§ **TASK GOAL**
Print each entry verbatim.

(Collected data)

────────────────────

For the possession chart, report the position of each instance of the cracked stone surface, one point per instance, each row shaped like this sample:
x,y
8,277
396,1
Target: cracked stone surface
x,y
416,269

────────────────────

§ **WORKED SOLUTION**
For the possession chart, report the position of each instance of the cracked stone surface, one point per instance, each row shaped like this sample:
x,y
8,277
396,1
Target: cracked stone surface
x,y
416,269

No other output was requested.